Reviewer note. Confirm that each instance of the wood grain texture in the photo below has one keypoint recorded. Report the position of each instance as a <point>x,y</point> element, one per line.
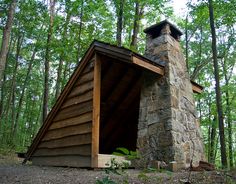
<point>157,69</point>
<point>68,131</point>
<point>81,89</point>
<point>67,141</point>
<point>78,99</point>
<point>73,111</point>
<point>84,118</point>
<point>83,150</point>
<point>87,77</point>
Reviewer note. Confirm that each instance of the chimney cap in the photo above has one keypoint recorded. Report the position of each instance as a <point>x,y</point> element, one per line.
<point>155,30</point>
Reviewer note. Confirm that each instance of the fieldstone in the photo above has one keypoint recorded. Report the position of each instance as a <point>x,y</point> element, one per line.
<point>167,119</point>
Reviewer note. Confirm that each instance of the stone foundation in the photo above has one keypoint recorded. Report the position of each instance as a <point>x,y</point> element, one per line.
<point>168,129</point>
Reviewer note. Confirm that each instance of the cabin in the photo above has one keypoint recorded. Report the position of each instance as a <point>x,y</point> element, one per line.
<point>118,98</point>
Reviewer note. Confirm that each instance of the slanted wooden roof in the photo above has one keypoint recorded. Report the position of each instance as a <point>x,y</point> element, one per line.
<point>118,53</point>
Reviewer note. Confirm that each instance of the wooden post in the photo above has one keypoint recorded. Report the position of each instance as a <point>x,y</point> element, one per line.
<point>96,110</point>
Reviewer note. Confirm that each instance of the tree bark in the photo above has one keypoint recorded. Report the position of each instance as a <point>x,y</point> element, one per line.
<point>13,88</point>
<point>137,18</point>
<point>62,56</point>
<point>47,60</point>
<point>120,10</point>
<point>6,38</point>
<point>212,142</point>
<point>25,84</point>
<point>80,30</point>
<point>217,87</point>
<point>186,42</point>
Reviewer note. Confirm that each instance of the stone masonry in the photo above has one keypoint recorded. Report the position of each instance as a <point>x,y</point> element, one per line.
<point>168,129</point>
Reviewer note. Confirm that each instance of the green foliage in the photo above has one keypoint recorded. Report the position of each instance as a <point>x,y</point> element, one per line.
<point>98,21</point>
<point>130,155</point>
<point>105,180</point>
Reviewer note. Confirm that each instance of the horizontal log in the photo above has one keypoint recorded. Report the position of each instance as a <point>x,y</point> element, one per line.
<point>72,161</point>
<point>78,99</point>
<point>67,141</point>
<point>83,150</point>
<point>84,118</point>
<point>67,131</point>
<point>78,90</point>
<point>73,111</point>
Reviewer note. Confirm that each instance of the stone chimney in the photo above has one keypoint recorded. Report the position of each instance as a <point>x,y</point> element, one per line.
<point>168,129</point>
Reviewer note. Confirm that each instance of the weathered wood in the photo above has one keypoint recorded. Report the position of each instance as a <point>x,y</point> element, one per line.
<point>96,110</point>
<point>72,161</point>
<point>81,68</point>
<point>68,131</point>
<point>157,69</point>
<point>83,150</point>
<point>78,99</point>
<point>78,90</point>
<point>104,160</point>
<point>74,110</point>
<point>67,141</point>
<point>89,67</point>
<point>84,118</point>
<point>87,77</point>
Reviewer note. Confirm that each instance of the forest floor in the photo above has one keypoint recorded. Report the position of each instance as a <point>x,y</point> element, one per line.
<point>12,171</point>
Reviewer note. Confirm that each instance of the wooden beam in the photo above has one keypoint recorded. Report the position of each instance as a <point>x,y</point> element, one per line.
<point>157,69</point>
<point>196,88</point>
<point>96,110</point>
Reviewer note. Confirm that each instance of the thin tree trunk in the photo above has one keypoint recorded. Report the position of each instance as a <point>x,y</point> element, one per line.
★ ★ ★ ★ ★ ★ ★
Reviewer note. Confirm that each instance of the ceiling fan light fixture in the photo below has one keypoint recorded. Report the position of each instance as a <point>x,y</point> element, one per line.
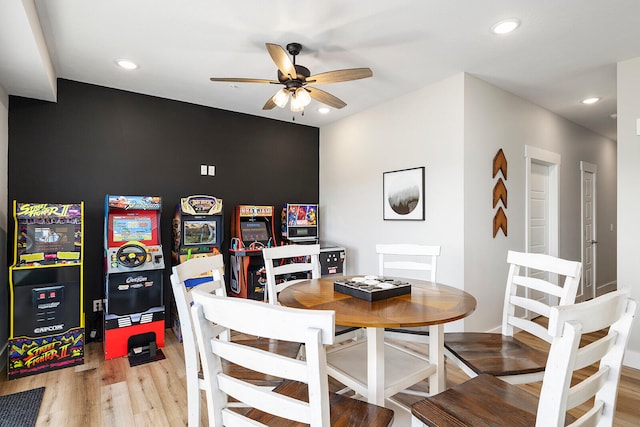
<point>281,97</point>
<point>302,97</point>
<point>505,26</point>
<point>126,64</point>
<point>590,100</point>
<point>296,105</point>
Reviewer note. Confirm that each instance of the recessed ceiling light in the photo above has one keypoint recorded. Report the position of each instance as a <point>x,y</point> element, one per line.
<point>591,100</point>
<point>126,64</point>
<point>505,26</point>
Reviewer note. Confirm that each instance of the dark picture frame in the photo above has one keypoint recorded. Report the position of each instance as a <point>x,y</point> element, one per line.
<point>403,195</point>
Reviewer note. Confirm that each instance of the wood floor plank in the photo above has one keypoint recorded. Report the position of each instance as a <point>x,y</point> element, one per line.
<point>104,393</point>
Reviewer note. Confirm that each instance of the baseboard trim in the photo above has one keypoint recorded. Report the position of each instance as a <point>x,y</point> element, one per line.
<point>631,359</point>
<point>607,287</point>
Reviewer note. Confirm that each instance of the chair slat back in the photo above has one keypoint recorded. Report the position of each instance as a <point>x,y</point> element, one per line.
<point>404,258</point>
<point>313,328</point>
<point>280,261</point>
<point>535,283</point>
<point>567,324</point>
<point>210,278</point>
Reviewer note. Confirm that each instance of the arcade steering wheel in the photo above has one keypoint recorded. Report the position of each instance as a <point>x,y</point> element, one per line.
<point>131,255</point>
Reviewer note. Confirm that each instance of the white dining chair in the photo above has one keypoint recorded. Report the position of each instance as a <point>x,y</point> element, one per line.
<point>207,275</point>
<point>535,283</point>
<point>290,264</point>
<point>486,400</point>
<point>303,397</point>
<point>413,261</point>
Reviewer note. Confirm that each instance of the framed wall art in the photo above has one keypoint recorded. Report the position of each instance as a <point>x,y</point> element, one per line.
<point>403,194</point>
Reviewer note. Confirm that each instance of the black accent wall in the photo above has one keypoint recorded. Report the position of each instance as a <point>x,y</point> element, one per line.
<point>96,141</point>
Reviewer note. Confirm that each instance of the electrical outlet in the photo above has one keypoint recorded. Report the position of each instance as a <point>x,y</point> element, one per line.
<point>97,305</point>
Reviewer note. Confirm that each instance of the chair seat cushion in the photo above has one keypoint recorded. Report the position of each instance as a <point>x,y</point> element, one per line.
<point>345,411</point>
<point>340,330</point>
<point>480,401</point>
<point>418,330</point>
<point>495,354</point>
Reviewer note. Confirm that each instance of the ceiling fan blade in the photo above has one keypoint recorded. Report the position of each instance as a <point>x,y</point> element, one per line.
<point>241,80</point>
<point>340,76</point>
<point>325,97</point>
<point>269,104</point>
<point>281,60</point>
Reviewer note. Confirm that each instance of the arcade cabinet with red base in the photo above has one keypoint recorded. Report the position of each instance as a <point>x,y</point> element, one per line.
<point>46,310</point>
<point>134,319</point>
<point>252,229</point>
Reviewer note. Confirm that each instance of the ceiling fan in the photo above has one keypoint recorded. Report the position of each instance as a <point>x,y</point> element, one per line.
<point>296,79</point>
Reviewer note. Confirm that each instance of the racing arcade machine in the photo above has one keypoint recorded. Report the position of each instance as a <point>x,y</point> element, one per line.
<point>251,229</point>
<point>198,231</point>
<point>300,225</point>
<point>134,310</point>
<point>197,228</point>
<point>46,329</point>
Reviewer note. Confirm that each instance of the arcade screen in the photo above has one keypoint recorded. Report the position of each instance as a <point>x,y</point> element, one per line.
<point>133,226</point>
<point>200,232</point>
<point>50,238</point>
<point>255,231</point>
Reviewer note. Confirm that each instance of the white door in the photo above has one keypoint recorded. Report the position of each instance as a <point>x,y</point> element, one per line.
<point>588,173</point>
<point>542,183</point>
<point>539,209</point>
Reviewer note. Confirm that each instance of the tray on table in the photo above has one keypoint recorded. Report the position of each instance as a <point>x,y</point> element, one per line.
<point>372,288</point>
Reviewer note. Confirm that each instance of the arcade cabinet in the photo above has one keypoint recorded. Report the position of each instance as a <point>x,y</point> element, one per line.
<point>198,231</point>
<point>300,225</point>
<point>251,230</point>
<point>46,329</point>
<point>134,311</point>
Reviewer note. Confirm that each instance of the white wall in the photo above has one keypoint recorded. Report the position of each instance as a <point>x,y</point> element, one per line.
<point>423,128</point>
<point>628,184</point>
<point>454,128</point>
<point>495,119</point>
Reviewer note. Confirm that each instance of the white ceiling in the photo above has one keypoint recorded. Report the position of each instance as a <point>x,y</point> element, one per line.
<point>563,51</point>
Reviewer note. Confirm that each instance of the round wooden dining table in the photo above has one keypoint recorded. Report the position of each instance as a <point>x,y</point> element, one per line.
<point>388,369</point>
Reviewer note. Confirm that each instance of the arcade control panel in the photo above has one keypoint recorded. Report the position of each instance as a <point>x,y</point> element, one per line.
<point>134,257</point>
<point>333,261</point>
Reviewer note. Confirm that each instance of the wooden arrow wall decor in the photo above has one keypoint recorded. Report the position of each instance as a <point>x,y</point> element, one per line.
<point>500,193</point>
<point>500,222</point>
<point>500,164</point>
★ ★ ★ ★ ★ ★ ★
Would you copy out exactly the lines above that start at the one containing "Reviewer note. Confirm that each instance of the wooden beam" and end at the one containing "Reviewer note. Confirm that each instance of the thin", inclusive?

Reviewer note. Confirm that each instance of the wooden beam in the photo above has one keypoint recorded. Report the position of each instance as a <point>x,y</point> element, one per line.
<point>157,69</point>
<point>196,88</point>
<point>96,110</point>
Reviewer note. Confirm that each instance of the thin tree trunk in the photo above has one keypoint recorded. Report the position of each instance as a <point>x,y</point> element, one per line.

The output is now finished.